EXERCISE REQUIREMENTS ▸ Swap "wonderful" for "great" in the part of the records that opens with the line containing "If you could indicate the calm" and runs through the end of the records, and give those lines again with nothing else changed.

PROVIDED ENTRIES ▸
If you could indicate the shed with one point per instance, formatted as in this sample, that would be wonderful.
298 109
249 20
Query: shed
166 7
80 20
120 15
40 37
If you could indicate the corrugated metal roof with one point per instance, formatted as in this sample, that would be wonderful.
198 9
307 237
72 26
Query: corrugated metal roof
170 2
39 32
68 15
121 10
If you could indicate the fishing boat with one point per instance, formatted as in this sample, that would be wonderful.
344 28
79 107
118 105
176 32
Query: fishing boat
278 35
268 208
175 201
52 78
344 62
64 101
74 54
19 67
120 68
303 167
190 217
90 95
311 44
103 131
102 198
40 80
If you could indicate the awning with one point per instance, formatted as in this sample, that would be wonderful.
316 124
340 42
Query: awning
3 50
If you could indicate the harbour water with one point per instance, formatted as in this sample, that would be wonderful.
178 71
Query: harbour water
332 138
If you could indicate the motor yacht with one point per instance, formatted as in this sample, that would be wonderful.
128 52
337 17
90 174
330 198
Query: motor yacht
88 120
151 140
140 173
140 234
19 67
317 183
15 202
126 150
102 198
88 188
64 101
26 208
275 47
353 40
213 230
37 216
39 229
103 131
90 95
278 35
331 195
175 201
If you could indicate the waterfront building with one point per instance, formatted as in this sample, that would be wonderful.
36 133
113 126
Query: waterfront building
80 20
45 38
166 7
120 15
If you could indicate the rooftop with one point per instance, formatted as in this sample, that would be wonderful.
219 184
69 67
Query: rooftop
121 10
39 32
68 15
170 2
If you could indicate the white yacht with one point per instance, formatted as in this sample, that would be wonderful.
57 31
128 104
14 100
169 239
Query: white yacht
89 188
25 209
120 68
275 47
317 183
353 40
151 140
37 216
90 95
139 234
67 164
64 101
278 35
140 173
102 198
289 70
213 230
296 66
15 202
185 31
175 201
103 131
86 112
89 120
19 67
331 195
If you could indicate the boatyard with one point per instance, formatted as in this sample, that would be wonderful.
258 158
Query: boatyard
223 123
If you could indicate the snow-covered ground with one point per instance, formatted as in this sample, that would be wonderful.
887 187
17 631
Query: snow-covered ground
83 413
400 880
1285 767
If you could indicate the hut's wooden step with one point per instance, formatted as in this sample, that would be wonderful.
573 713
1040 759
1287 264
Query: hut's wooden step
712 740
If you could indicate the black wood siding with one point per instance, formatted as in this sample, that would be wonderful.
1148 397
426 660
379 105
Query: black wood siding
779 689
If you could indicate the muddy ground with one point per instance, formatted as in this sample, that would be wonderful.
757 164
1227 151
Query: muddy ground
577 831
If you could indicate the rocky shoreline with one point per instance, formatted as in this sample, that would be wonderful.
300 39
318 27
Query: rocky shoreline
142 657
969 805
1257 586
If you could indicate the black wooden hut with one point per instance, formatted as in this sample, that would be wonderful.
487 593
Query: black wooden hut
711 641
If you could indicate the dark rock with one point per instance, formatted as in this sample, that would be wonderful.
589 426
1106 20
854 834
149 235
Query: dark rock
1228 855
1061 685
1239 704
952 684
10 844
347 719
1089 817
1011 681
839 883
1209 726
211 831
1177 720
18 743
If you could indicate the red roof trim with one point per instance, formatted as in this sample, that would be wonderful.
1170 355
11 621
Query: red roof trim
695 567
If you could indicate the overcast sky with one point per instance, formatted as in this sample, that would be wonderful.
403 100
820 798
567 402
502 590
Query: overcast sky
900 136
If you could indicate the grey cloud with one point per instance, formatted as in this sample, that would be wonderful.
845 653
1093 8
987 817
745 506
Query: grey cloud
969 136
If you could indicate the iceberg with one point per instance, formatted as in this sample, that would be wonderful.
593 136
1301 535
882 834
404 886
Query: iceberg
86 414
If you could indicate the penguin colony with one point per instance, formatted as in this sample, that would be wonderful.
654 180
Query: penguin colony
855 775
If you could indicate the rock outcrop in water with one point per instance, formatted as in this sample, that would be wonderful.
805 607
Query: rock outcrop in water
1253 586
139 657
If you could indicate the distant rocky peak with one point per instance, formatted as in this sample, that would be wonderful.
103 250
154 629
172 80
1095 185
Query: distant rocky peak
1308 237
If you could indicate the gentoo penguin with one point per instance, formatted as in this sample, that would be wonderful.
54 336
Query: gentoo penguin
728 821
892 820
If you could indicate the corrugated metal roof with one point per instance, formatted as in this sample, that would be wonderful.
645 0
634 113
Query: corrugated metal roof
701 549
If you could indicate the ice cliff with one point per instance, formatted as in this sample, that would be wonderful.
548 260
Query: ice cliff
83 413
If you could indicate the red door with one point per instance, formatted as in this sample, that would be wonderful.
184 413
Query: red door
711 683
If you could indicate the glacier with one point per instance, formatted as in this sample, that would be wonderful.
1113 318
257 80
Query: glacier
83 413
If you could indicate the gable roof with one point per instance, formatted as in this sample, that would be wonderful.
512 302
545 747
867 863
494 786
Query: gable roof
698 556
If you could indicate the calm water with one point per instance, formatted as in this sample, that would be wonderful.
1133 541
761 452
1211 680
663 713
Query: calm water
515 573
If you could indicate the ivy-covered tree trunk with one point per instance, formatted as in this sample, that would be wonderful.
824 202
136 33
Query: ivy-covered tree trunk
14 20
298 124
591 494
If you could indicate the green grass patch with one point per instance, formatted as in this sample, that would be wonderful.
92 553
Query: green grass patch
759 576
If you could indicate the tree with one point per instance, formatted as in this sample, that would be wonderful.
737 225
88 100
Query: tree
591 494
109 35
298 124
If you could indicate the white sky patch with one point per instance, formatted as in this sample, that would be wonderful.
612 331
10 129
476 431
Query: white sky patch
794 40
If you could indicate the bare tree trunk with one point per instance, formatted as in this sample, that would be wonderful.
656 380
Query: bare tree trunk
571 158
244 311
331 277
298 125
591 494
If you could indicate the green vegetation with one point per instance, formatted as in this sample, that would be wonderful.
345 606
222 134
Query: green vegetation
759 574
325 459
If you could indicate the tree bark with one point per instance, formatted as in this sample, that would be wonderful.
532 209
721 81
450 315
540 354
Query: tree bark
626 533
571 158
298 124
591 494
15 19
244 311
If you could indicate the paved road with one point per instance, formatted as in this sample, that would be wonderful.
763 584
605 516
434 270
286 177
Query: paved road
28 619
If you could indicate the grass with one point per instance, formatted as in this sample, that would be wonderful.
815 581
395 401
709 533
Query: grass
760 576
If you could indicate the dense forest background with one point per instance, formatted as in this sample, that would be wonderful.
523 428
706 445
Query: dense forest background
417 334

RESPONSE TO THIS TASK ▸
If you could indicate the calm water with one point per instance, formatted as in this sample, that would be great.
1133 541
761 452
1211 680
663 713
Query: calm water
515 573
If you could indicate the ivy-covered tree trunk with one point per instance, formatted as in this sample, that would be great.
824 202
136 33
Query: ivy-covered tree trunk
14 20
298 124
591 494
If you could indicate the green grass patch with one point per instance, formatted as in this sample, that would be great.
92 553
Query: green grass patch
759 576
If you could indicate the tree with one point per instance, formatted as in this sample, that would be great.
737 225
88 100
Query: tree
591 494
109 35
298 124
If you could indicate the white sky patch with one point per instance, formatted as in this sample, that would be great.
612 331
10 129
476 431
Query: white sky patch
794 40
If you could indicate the bare tree trunk with one point per instance, formatted as in this sample, that would be great.
656 380
Query: bare tree trunk
571 158
244 311
331 277
298 125
591 494
If you could indicate the green vegetation with one point per instance, formatted as in this sample, that would be great.
345 606
222 134
Query: green vegetation
759 574
325 459
If you could indicate the tree bark with one point per instance, formatted as in this sample, that would be great.
532 209
721 81
450 315
540 354
Query: tree bark
626 533
571 158
298 124
591 494
15 19
244 311
If you could indicate the paved road with one point per instance, formatted as in this sample, that would be great.
763 584
605 516
434 270
286 177
Query: paved road
28 619
If you could indicate the grass with one point per instance, formatted as in this sample, that would be great.
815 581
395 401
709 533
Query: grass
760 576
If you could indicate the dense forest background with one point per instance, formatted as in this sample, that would be great.
523 428
706 445
Query: dense forest background
417 334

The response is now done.